▶ **Saved entries**:
■ ■ ■ ■ ■ ■ ■
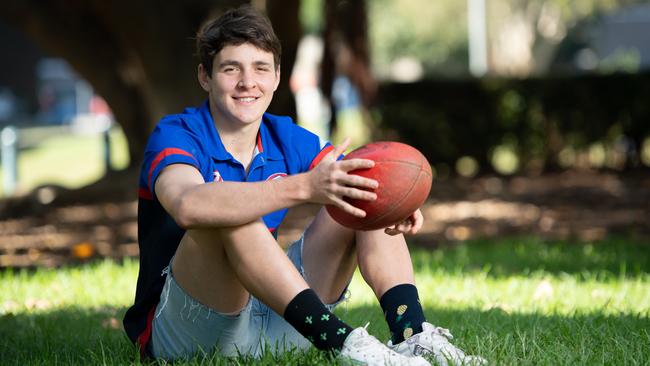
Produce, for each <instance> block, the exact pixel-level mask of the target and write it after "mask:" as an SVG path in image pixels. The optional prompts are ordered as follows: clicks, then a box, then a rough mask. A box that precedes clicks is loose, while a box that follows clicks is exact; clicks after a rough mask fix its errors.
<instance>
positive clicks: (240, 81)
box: [238, 72, 257, 89]
mask: <svg viewBox="0 0 650 366" xmlns="http://www.w3.org/2000/svg"><path fill="white" fill-rule="evenodd" d="M255 85H257V84H256V82H255V79H254V78H253V75H252V74H251V73H250V72H242V73H241V78H240V79H239V84H238V86H239V87H240V88H246V89H250V88H254V87H255Z"/></svg>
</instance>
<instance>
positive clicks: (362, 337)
mask: <svg viewBox="0 0 650 366" xmlns="http://www.w3.org/2000/svg"><path fill="white" fill-rule="evenodd" d="M366 326H367V325H366ZM339 357H340V358H342V359H343V361H344V362H345V361H351V362H350V363H352V364H355V365H367V366H385V365H395V366H402V365H404V366H431V364H430V363H429V362H428V361H427V360H425V359H424V358H422V357H420V356H416V357H409V356H403V355H400V354H399V353H397V352H395V351H393V350H391V349H390V348H388V347H386V345H384V344H383V343H381V342H379V340H377V338H375V337H373V336H371V335H370V334H368V332H367V331H366V328H365V327H363V328H357V329H355V330H353V331H352V332H350V334H349V335H348V337H347V338H346V339H345V342H344V343H343V349H341V352H340V353H339Z"/></svg>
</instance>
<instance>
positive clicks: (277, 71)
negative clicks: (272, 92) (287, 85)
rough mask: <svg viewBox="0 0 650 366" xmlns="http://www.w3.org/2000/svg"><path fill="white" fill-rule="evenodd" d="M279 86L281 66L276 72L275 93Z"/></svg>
mask: <svg viewBox="0 0 650 366" xmlns="http://www.w3.org/2000/svg"><path fill="white" fill-rule="evenodd" d="M278 85H280V65H278V67H277V68H276V70H275V86H274V87H273V91H276V90H278Z"/></svg>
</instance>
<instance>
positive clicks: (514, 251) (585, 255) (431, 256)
mask: <svg viewBox="0 0 650 366" xmlns="http://www.w3.org/2000/svg"><path fill="white" fill-rule="evenodd" d="M411 251H412V253H413V255H412V259H413V265H414V267H415V271H416V272H423V271H431V270H434V271H435V270H443V271H448V272H452V273H459V272H460V273H462V272H471V271H483V272H487V273H488V274H489V275H491V276H495V277H500V276H508V275H514V274H525V275H526V274H530V273H533V272H537V271H544V272H548V273H553V274H560V273H568V274H579V275H581V277H582V278H594V277H596V278H598V279H607V278H621V277H625V278H630V277H632V278H634V277H639V276H643V275H647V274H650V242H648V241H643V240H634V239H630V238H615V237H612V238H608V239H605V240H602V241H597V242H589V243H585V242H579V241H575V242H571V241H566V240H562V241H548V240H544V239H541V238H538V237H535V236H530V237H514V238H500V239H486V240H470V241H467V242H462V243H456V244H451V245H449V246H444V247H439V248H436V249H423V248H417V247H415V248H413V249H412V250H411Z"/></svg>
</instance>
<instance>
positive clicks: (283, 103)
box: [266, 0, 302, 118]
mask: <svg viewBox="0 0 650 366" xmlns="http://www.w3.org/2000/svg"><path fill="white" fill-rule="evenodd" d="M266 11H267V14H268V16H269V19H270V20H271V23H273V29H274V30H275V33H276V34H277V36H278V38H280V42H282V62H281V64H282V69H281V78H280V85H279V86H278V90H277V91H276V92H275V95H274V96H273V102H272V103H271V106H270V107H269V112H271V113H275V114H281V115H289V116H292V117H294V118H296V102H295V99H294V96H293V93H292V92H291V88H290V87H289V79H290V78H291V73H292V72H293V64H294V63H295V61H296V54H297V52H298V43H299V42H300V38H301V37H302V26H301V25H300V19H299V17H298V12H299V11H300V0H267V1H266Z"/></svg>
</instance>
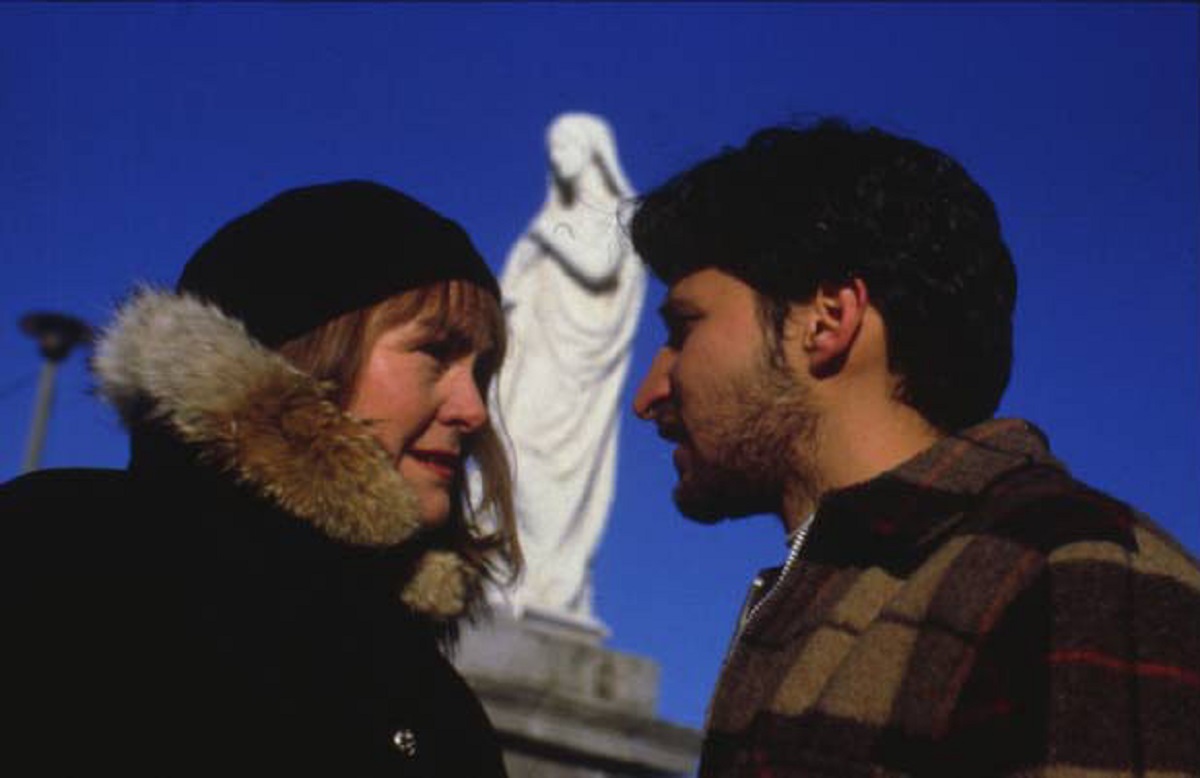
■ ■ ■ ■ ■ ■ ■
▶ **What is expected**:
Exclude the pictures, then retype every record exactly.

▶ **Completed task**:
Produce, for each <instance> block, the exact pixel-level mask of the target and write it after "mask:" as an SVG path in image pixels. The optional prompts are ordered as follows: clicks, then a box, then a rough mask. A box that precedes clicks is loose, while a box that follows clicks is exact; clicks after a rough mask fix its errors.
<instance>
positive clicks: (240, 81)
box: [238, 72, 257, 89]
mask: <svg viewBox="0 0 650 366" xmlns="http://www.w3.org/2000/svg"><path fill="white" fill-rule="evenodd" d="M255 85H257V84H256V82H255V79H254V78H253V75H252V74H251V73H250V72H242V73H241V78H240V79H239V84H238V86H239V87H240V88H246V89H250V88H254V87H255Z"/></svg>
</instance>
<instance>
positive clicks: (362, 337)
mask: <svg viewBox="0 0 650 366" xmlns="http://www.w3.org/2000/svg"><path fill="white" fill-rule="evenodd" d="M366 326H367V325H366ZM339 357H340V358H342V359H343V361H344V362H345V361H351V362H350V363H352V364H355V365H367V366H385V365H395V366H402V365H404V366H431V364H430V363H429V362H428V361H427V360H425V359H424V358H422V357H420V356H416V357H409V356H403V355H400V354H399V353H397V352H395V351H393V350H391V349H390V348H388V347H386V345H384V344H383V343H381V342H379V340H377V338H375V337H373V336H371V335H370V334H368V332H367V331H366V328H365V327H363V328H357V329H355V330H353V331H352V332H350V334H349V335H348V337H347V338H346V339H345V342H344V343H343V349H341V352H340V353H339Z"/></svg>
</instance>
<instance>
positive clicks: (277, 71)
negative clicks: (272, 92) (287, 85)
rough mask: <svg viewBox="0 0 650 366" xmlns="http://www.w3.org/2000/svg"><path fill="white" fill-rule="evenodd" d="M279 86L281 66L276 72L275 93Z"/></svg>
mask: <svg viewBox="0 0 650 366" xmlns="http://www.w3.org/2000/svg"><path fill="white" fill-rule="evenodd" d="M278 85H280V65H278V67H277V68H276V70H275V86H274V87H273V91H276V90H278Z"/></svg>
</instance>
<instance>
positive clicks: (514, 251) (585, 255) (431, 256)
mask: <svg viewBox="0 0 650 366" xmlns="http://www.w3.org/2000/svg"><path fill="white" fill-rule="evenodd" d="M411 251H412V253H413V255H412V259H413V265H414V267H415V271H416V272H423V271H431V270H434V271H435V270H443V271H448V272H452V273H459V272H460V273H462V272H471V271H483V272H487V273H488V274H489V275H491V276H495V277H500V276H508V275H514V274H525V275H526V274H530V273H533V272H537V271H544V272H548V273H553V274H560V273H568V274H579V275H581V277H582V278H594V277H596V278H598V279H607V278H621V277H625V278H630V277H632V278H634V277H639V276H643V275H647V274H650V242H648V241H643V240H634V239H630V238H615V237H612V238H608V239H605V240H602V241H597V242H589V243H585V242H579V241H575V242H571V241H566V240H562V241H548V240H544V239H541V238H538V237H535V236H530V237H514V238H500V239H486V240H470V241H467V242H462V243H456V244H451V245H449V246H444V247H439V248H436V249H423V248H417V247H415V248H413V249H412V250H411Z"/></svg>
</instance>
<instance>
positive clicks: (283, 103)
box: [266, 0, 302, 118]
mask: <svg viewBox="0 0 650 366" xmlns="http://www.w3.org/2000/svg"><path fill="white" fill-rule="evenodd" d="M266 11H267V14H268V16H269V19H270V20H271V23H273V29H274V30H275V33H276V34H277V36H278V38H280V42H282V62H281V64H282V69H281V78H280V85H279V86H278V90H277V91H276V92H275V95H274V96H273V102H272V103H271V106H270V107H269V112H271V113H275V114H281V115H289V116H292V117H294V118H296V102H295V99H294V96H293V93H292V92H291V88H290V87H289V79H290V78H291V73H292V72H293V64H294V63H295V61H296V54H297V52H298V43H299V42H300V38H301V37H302V26H301V25H300V19H299V17H298V12H299V11H300V0H267V1H266Z"/></svg>
</instance>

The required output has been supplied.